» **Texto fornecido**:
Há muita desconfiança quando se fala em números complexos. Muito disse se deve à mística do nome imaginários. Esse nome confunde: parece sugerir que o que está sendo discutido não existe na realidade. Se já faço pouco números reais, imagine dos números imaginários.

Apesar do nome, quero te mostrar que esses números são bem concretos. A existência de um objeto cujo quadrado é negativo surge de forma natural na teoria de aneis e corpos. Estamos sempre nos perguntando quais propriedades um anel possui e, muitas vezes, as resposta aparecem ao analisar os polinômios com coefientes nesse anel.

Considere um corpo \(\mathbb{K} \) munido das operações soma \(+ \) e produto \(\cdot \). Denotamos por \(\mathbb{K}[x] \) o anel de polinômios com coeficiente em \(\mathbb{K} \), isto é,

$$ p \in \mathbb{K}[x] \iff p(x) = a_0 + a_1 \cdot x + … + a_n \cdot x^n =\sum_{i=0}^n a_i \cdot x^i \text{, onde } a_i \in \mathbb{K}, \forall i=1,2,…,n, \text{ para algum } n \in \N \text{.} $$

Segue da teoria que, como \(\mathbb{K} \) é corpo, \(\mathbb{K}[x] \) é um domínio de ideais principais. Isto é, para todo ideal \(I \subset \mathbb{K}[x] \) existe um polinômio \(f(x) \in I \) tal que \(\left<f(x)\right> = I \).

» **Dados de origem**:
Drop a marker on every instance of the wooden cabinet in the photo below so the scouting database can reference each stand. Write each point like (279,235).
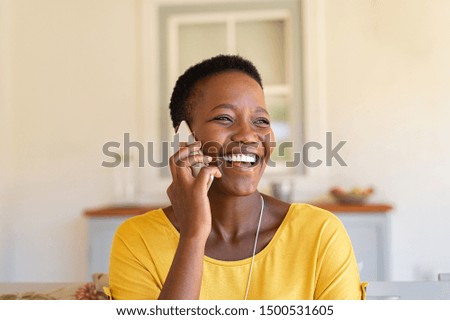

» **O que fazer**: Transcreva na íntegra o texto sobre números complexos apresentado acima, sem qualquer alteração.

» **Resposta correta**:
Há muita desconfiança quando se fala em números complexos. Muito disse se deve à mística do nome imaginários. Esse nome confunde: parece sugerir que o que está sendo discutido não existe na realidade. Se já faço pouco números reais, imagine dos números imaginários.

Apesar do nome, quero te mostrar que esses números são bem concretos. A existência de um objeto cujo quadrado é negativo surge de forma natural na teoria de aneis e corpos. Estamos sempre nos perguntando quais propriedades um anel possui e, muitas vezes, as resposta aparecem ao analisar os polinômios com coefientes nesse anel.

Considere um corpo \(\mathbb{K} \) munido das operações soma \(+ \) e produto \(\cdot \). Denotamos por \(\mathbb{K}[x] \) o anel de polinômios com coeficiente em \(\mathbb{K} \), isto é,

$$ p \in \mathbb{K}[x] \iff p(x) = a_0 + a_1 \cdot x + … + a_n \cdot x^n =\sum_{i=0}^n a_i \cdot x^i \text{, onde } a_i \in \mathbb{K}, \forall i=1,2,…,n, \text{ para algum } n \in \N \text{.} $$

Segue da teoria que, como \(\mathbb{K} \) é corpo, \(\mathbb{K}[x] \) é um domínio de ideais principais. Isto é, para todo ideal \(I \subset \mathbb{K}[x] \) existe um polinômio \(f(x) \in I \) tal que \(\left<f(x)\right> = I \).